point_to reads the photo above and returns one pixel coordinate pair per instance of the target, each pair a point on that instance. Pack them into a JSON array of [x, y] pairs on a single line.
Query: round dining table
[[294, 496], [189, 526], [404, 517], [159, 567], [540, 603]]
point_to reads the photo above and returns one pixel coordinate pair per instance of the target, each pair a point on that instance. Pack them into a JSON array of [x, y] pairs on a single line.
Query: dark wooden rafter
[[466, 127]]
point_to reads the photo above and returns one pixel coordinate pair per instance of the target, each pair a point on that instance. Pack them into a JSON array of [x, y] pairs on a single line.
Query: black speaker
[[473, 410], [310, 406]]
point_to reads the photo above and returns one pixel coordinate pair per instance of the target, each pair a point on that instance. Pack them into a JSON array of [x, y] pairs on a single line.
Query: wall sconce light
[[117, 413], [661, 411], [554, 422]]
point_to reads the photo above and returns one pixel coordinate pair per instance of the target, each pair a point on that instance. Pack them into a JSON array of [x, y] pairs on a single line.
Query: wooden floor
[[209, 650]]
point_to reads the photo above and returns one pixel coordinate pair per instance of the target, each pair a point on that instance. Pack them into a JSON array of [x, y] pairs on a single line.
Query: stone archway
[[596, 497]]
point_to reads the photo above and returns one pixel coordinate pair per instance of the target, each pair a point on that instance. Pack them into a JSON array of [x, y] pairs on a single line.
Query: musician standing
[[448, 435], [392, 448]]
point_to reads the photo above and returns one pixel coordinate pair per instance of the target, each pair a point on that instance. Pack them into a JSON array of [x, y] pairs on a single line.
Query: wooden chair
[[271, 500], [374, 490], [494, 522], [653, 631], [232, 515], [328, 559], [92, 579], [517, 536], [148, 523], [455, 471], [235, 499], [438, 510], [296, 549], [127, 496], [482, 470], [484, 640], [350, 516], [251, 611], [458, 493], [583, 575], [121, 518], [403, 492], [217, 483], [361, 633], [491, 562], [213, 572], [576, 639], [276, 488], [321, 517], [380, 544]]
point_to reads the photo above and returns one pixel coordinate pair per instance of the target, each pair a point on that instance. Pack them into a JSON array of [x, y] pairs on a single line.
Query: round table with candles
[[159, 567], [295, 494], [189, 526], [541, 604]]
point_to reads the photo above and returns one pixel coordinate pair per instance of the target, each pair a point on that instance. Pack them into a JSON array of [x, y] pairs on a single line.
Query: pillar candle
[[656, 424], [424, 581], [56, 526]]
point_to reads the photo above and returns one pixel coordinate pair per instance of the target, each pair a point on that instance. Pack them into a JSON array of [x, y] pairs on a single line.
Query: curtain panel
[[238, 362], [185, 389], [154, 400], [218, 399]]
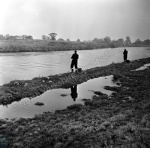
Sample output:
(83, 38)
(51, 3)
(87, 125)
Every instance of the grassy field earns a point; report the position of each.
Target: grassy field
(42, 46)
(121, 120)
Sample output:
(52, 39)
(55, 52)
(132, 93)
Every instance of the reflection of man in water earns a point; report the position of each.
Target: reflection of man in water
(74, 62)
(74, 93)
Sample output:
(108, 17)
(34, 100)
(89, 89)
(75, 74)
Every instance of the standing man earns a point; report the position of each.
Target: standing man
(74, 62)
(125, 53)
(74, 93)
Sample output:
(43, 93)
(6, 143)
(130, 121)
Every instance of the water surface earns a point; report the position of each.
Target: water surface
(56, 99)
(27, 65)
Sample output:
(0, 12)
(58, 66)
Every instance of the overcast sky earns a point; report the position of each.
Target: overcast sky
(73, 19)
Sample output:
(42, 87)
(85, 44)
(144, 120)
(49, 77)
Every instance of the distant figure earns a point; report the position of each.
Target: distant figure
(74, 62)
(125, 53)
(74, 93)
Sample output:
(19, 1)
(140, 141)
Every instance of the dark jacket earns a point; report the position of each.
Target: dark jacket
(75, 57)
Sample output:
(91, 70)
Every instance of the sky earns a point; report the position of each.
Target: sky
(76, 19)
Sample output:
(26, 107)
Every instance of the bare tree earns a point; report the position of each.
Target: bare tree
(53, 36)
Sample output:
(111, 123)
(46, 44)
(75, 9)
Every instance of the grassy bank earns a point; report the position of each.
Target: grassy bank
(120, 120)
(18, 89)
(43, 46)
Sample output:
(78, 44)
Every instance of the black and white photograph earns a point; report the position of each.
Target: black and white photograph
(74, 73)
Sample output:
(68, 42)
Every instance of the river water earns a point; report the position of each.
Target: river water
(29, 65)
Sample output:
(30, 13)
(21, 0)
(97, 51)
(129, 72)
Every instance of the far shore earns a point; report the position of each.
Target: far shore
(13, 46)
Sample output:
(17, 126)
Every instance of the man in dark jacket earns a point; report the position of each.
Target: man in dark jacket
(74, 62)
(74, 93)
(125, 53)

--

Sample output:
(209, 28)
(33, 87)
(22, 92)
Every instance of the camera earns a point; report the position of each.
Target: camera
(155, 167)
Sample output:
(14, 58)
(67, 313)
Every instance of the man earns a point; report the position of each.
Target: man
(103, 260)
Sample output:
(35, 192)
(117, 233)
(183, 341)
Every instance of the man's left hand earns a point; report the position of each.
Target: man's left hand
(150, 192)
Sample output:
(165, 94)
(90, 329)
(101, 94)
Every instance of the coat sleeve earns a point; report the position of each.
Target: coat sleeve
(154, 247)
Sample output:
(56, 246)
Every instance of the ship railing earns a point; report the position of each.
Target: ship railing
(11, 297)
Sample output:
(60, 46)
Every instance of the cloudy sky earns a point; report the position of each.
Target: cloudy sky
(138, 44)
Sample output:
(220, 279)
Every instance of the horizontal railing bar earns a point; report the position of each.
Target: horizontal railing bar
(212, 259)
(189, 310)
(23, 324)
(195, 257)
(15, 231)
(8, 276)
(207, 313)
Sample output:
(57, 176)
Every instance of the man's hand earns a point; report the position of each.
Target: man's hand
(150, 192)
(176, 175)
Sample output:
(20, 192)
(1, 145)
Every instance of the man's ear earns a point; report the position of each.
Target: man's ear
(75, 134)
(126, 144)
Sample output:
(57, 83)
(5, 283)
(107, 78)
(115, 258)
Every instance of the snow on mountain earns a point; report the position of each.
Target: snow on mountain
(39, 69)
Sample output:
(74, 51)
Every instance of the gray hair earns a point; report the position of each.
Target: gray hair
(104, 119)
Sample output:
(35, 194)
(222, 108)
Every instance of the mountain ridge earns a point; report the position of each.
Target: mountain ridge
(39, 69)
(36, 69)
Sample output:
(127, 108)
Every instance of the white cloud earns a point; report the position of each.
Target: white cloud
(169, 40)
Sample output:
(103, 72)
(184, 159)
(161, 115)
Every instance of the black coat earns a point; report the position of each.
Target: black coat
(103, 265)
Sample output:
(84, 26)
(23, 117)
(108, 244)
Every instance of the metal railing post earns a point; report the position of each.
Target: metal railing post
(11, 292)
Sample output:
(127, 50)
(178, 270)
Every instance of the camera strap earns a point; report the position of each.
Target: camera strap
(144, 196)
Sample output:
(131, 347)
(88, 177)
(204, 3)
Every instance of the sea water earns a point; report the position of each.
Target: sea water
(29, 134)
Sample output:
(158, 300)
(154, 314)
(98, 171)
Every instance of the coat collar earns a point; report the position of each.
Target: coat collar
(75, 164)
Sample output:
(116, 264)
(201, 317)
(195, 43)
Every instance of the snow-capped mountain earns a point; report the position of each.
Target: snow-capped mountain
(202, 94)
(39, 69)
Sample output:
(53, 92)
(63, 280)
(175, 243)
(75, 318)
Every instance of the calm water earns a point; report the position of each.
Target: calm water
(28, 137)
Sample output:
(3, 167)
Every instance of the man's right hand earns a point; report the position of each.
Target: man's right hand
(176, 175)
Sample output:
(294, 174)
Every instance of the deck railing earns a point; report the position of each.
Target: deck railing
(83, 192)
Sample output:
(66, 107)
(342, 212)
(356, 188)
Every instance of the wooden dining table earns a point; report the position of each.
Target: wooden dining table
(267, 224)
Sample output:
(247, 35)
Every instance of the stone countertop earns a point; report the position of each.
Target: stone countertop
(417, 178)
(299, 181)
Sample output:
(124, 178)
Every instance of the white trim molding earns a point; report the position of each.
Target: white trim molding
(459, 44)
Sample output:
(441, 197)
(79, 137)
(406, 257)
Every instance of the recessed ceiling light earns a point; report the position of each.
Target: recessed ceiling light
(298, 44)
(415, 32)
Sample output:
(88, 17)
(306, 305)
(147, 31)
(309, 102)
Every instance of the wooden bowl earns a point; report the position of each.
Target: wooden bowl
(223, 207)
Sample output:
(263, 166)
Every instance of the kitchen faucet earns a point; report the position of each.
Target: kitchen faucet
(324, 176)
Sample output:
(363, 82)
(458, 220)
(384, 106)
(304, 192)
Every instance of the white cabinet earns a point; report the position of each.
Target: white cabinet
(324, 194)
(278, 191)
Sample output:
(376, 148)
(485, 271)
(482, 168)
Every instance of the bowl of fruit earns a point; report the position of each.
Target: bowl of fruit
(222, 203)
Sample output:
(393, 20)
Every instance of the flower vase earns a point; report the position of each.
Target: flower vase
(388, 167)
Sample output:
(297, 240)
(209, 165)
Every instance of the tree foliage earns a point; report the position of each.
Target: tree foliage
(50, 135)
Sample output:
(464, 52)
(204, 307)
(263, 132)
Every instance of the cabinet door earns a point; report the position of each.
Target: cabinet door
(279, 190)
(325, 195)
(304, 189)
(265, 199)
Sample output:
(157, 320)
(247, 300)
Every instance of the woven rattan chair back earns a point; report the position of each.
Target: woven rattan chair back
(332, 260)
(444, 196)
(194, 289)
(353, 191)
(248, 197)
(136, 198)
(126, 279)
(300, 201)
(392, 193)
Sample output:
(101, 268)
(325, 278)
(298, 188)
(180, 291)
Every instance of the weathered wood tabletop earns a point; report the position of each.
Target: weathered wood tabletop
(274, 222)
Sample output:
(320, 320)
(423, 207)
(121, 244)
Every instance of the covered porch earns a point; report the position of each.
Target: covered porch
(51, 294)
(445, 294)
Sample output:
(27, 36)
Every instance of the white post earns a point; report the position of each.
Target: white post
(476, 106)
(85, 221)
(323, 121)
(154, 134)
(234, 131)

[EXERCISE] Using the data above, repeat exactly the lines that begin at the line with "Target: man's hand" and end at the line with "Every instance of the black coat", both ends included.

[YOUR SOLUTION]
Target: man's hand
(150, 192)
(176, 175)
Sample output:
(20, 192)
(1, 145)
Every instance of the man's ear earns a point; report the position of each.
Target: man's ear
(75, 134)
(126, 144)
Sample output:
(57, 83)
(5, 283)
(107, 78)
(115, 258)
Every instance of the snow on mountain earns a point; report the position of each.
Target: snow on mountain
(39, 69)
Sample output:
(74, 51)
Every instance of the gray hair earns a point; report the position of each.
Target: gray hair
(104, 119)
Sample output:
(35, 194)
(222, 108)
Every instance of the mountain ridge earns a point; report the position of each.
Target: mountain ridge
(39, 69)
(36, 69)
Sample output:
(127, 108)
Every instance of the white cloud earns a point; report the position of each.
Target: white cloud
(169, 40)
Sample output:
(103, 72)
(184, 159)
(161, 115)
Every instance of the black coat earns a point; report the position of each.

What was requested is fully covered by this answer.